■ BRANO ESTRATTO:
>>>

La fine del buio
24 novembre 2016 10:55a cura di Valerio Millefoglie
1882, New York, per la prima volta nel mondo le strade sono illuminate con lampade elettriche.
1884, si accendono anche in Italia.
2016, Surrein, Svizzera orientale, la luce arriverà entro la fine di agosto.
Siamo andati a trascorrere una delle ultime notti di oscurità.
In un servizio della televisione svizzera intitolato, “A Surrein la luce vince sulle tenebre”, si racconta di un villaggio nel cantone dei Grigioni, nella Svizzera orientale, da sempre sprovvisto d’illuminazione pubblica e che al tramonto cala nella totale oscurità. La notizia è che a fine agosto saranno installati quarantasette lampioni. Nel servizio televisivo Otto Deplazes, il rappresentante della comunità che conta circa duecentocinquanta abitanti, si dichiara soddisfatto perché le strade saranno finalmente sicure. Simon Jacomet, uno degli abitanti, commenta che si vedranno meglio le strade ma non si vedranno più bene il cielo, le stelle e si perderà qualcosa di speciale. Entrambi durante l’intervista accendono una candela e la proteggono fra le mani, come se quella piccola fiammella al momento fosse l’unica cosa ad accumunare i favorevoli e i contrari, uniti nel gesto di prendersi cura di quel luogo, una lingua di terra impolverata dai lavori in corso. Una pianura immersa nella vallata, e sovrastata dalla vallata. Una lunga strada dritta, dove ai lati si sviluppano case di legno a tre piani, porticati con uomini che scrutano i campi all’orizzonte, fattorie, capannoni, trattori in movimento, una distilleria, profondo Texas elvetico. Benvenuti a Surrein. Ho deciso di trascorrere qui una delle ultime notti senza luce, per raccontare la fine del buio.

<<<

■ MATERIALE FORNITO:
>>>

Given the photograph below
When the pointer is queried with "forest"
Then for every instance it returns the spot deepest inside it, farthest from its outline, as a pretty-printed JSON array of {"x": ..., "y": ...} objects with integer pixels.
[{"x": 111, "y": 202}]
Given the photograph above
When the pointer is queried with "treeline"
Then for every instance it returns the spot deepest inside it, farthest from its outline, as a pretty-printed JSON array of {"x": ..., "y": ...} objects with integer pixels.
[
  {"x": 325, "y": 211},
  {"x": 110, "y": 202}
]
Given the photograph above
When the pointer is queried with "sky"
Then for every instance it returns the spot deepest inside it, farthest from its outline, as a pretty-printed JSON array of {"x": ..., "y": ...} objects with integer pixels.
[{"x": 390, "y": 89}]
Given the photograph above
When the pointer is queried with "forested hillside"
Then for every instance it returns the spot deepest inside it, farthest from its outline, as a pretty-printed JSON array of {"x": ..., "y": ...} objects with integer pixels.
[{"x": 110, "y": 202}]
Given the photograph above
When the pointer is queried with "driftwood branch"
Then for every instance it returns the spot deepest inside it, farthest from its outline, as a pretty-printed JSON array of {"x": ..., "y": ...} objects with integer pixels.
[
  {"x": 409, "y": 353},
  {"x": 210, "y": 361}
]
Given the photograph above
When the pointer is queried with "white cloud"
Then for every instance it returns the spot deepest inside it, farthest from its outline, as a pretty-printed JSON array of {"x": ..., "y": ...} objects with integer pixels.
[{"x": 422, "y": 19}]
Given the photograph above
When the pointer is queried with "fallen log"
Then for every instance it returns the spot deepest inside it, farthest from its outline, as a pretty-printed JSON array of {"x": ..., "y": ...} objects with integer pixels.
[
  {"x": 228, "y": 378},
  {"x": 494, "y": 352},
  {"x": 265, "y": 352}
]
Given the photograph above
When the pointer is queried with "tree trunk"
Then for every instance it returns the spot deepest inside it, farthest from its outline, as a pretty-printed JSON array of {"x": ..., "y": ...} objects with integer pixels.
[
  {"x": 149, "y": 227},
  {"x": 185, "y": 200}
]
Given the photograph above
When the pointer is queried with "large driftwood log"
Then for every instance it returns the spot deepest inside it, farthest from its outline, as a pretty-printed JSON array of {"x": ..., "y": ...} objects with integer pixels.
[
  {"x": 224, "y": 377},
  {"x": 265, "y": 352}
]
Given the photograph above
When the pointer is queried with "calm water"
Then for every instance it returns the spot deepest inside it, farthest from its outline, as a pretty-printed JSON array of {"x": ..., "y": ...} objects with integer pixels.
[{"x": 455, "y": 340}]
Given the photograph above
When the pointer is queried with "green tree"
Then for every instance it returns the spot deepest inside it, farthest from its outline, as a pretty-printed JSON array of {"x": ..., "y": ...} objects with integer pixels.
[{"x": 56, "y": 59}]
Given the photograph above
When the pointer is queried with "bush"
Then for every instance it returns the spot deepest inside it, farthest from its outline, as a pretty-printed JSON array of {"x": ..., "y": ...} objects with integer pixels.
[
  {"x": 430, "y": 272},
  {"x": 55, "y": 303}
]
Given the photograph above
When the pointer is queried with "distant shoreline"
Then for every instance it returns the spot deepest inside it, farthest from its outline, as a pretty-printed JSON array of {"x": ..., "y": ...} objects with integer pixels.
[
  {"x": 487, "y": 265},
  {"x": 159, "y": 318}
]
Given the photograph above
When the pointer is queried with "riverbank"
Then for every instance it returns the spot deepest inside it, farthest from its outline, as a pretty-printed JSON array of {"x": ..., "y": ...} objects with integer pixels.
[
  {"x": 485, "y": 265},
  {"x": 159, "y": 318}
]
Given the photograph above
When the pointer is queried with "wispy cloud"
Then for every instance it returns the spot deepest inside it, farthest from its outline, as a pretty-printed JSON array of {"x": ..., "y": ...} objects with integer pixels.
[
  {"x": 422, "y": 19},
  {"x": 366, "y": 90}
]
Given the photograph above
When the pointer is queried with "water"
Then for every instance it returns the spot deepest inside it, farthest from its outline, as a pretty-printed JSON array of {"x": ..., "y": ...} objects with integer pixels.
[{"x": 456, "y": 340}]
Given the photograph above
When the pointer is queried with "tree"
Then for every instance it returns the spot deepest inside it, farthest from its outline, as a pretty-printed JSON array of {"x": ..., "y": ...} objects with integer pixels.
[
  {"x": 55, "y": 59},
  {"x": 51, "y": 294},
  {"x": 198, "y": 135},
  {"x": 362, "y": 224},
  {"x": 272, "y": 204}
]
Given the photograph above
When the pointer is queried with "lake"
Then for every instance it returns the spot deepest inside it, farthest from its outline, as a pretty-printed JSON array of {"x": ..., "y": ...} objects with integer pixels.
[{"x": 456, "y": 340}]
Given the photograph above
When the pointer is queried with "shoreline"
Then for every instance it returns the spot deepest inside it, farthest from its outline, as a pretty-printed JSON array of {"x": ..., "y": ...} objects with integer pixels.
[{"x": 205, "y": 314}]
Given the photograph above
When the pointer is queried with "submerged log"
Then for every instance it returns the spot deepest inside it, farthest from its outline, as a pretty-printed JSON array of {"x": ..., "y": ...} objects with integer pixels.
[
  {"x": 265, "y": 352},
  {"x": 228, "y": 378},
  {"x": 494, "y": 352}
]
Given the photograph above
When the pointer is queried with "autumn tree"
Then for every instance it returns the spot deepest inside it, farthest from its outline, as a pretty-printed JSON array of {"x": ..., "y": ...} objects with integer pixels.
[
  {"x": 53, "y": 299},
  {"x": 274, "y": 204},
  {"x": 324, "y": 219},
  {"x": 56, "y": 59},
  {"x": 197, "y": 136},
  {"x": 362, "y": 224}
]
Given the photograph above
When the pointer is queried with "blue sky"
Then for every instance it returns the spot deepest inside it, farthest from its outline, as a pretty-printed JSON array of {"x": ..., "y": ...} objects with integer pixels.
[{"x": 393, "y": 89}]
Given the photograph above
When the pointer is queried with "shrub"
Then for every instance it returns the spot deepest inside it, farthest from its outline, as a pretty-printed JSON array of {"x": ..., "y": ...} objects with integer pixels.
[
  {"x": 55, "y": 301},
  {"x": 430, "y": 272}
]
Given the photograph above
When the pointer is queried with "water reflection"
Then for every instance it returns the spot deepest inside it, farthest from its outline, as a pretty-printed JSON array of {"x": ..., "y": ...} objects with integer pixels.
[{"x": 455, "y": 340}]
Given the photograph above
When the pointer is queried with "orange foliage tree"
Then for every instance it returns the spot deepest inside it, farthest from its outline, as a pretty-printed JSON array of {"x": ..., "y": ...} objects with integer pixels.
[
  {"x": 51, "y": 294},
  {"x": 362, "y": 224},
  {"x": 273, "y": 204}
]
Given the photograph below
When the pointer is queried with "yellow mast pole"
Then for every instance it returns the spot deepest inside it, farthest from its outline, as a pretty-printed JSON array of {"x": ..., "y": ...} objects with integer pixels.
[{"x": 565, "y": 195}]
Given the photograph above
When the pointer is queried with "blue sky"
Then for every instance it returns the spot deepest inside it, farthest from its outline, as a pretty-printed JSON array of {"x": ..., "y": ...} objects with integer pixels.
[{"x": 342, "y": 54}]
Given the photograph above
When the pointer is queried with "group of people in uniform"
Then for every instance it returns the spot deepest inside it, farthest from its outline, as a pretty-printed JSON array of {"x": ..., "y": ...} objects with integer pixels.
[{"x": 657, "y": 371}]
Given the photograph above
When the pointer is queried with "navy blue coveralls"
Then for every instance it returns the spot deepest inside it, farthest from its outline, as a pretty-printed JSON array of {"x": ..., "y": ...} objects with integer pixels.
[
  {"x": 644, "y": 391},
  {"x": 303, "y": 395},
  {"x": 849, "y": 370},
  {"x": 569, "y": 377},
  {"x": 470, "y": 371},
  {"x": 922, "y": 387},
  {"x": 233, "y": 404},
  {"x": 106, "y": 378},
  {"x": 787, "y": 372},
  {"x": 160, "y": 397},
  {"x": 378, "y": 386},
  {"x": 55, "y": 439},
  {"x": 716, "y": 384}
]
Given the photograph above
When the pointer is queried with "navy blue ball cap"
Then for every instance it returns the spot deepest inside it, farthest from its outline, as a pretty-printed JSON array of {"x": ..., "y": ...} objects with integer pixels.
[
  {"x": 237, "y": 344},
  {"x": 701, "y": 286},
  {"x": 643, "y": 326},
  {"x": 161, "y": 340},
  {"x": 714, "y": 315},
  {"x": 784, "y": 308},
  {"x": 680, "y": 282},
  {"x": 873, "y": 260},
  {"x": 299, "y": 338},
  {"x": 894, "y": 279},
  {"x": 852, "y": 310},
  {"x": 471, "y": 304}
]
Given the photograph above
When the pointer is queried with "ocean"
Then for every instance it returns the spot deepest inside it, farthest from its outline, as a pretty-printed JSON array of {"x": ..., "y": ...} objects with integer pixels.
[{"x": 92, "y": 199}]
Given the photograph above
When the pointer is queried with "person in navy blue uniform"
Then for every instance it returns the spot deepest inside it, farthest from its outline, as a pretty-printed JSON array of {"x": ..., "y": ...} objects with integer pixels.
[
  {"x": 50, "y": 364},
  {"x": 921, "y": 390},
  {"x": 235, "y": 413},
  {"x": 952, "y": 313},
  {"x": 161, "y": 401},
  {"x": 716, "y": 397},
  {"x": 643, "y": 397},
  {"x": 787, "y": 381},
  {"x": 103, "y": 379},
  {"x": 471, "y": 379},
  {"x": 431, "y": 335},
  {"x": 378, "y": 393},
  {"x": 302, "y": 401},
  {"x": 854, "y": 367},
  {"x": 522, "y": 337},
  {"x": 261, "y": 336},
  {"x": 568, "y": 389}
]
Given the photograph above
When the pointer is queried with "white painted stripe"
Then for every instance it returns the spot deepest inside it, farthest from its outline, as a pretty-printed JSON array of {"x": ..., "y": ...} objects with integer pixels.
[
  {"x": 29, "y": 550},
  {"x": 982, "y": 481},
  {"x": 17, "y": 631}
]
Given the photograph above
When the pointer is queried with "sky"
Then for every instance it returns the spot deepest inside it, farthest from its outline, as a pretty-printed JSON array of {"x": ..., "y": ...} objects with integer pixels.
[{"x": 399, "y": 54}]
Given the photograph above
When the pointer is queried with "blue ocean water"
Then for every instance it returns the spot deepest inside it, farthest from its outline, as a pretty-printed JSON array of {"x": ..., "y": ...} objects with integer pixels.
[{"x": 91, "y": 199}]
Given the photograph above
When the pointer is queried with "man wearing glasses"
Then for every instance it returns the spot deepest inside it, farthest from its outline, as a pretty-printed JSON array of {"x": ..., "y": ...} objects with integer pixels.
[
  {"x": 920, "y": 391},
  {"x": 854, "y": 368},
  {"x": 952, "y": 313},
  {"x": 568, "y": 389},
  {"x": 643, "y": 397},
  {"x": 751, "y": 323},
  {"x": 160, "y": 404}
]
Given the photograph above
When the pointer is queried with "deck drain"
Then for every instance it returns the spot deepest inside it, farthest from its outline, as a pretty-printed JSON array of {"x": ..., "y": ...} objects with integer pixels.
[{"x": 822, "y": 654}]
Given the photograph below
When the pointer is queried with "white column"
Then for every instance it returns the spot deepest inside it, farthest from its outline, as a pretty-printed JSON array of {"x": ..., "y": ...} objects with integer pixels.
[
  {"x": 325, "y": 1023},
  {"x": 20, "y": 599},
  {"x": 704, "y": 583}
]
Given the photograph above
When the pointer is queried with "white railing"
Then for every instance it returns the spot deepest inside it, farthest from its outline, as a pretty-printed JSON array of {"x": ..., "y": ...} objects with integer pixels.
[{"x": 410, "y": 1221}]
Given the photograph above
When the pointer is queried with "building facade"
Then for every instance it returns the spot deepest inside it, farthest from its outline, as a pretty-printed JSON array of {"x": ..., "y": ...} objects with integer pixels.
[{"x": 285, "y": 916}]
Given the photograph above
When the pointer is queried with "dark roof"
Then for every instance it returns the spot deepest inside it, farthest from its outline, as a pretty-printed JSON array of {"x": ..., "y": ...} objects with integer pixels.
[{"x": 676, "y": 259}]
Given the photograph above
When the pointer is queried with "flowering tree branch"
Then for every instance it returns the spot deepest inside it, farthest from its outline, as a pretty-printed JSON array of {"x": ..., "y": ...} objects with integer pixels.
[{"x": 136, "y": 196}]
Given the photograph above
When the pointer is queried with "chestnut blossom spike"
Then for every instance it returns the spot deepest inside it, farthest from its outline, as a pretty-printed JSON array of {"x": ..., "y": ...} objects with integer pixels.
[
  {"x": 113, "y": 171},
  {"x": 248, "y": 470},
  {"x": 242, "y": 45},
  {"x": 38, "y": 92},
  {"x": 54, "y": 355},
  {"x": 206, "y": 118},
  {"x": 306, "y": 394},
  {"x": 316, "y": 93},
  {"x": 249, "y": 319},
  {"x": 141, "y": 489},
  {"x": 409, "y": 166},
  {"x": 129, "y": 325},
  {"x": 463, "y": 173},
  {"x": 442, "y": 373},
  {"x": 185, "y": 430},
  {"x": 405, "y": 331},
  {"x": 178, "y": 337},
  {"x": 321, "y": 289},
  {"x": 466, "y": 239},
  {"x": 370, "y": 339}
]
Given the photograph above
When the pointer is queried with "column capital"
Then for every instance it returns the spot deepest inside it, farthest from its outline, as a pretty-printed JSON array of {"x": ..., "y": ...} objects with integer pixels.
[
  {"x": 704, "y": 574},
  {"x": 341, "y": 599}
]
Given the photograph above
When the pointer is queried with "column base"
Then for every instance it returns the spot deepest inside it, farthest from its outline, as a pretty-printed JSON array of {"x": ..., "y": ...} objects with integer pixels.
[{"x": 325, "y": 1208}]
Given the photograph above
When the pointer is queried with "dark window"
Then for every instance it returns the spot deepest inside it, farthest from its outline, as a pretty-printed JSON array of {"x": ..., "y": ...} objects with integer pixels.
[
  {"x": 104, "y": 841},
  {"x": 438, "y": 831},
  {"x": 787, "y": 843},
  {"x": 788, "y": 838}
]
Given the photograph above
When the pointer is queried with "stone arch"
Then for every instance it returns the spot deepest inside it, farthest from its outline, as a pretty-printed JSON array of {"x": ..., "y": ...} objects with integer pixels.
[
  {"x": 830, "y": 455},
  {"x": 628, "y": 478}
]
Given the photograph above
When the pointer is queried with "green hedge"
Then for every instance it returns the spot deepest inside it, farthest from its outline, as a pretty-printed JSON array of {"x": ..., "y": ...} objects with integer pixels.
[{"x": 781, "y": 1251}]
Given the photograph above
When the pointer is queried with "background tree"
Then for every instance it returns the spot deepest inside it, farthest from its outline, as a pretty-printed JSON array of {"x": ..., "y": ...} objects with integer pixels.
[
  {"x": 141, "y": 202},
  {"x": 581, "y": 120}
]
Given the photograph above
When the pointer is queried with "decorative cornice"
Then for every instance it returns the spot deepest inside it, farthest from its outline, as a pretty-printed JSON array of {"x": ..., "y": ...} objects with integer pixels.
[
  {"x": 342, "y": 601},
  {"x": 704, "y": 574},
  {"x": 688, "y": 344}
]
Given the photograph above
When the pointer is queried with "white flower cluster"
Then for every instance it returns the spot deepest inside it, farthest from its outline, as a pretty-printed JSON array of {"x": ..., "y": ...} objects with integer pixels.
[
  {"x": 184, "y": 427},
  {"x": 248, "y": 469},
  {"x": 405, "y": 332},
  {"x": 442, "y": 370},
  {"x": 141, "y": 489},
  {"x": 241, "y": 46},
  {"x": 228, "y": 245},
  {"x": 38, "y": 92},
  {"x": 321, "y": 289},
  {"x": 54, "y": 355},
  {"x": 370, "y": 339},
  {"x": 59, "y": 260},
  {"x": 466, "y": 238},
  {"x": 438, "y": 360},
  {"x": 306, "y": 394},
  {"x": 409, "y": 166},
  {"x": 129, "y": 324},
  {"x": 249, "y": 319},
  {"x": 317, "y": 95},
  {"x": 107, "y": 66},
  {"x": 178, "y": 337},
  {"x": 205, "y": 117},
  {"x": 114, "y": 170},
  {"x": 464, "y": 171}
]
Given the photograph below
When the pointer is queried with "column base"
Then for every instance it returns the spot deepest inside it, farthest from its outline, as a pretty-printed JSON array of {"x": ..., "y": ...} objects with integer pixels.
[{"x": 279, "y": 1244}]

<<<

■ COMPITI DA SVOLGERE:
1. Riassumi in due frasi il brano su Surrein.
2. Secondo il brano su Surrein, quanti abitanti conta all'incirca la comunità del villaggio?

■ RISPOSTE ALL'ESERCIZIO:
1. Surrein, villaggio del cantone dei Grigioni nella Svizzera orientale da sempre privo di illuminazione pubblica, riceverà quarantasette lampioni entro la fine di agosto del 2016. Otto Deplazes, rappresentante della comunità, è soddisfatto perché le strade saranno finalmente sicure, mentre l'abitante Simon Jacomet osserva che non si vedranno più bene il cielo e le stelle e si perderà qualcosa di speciale.

2. Circa duecentocinquanta.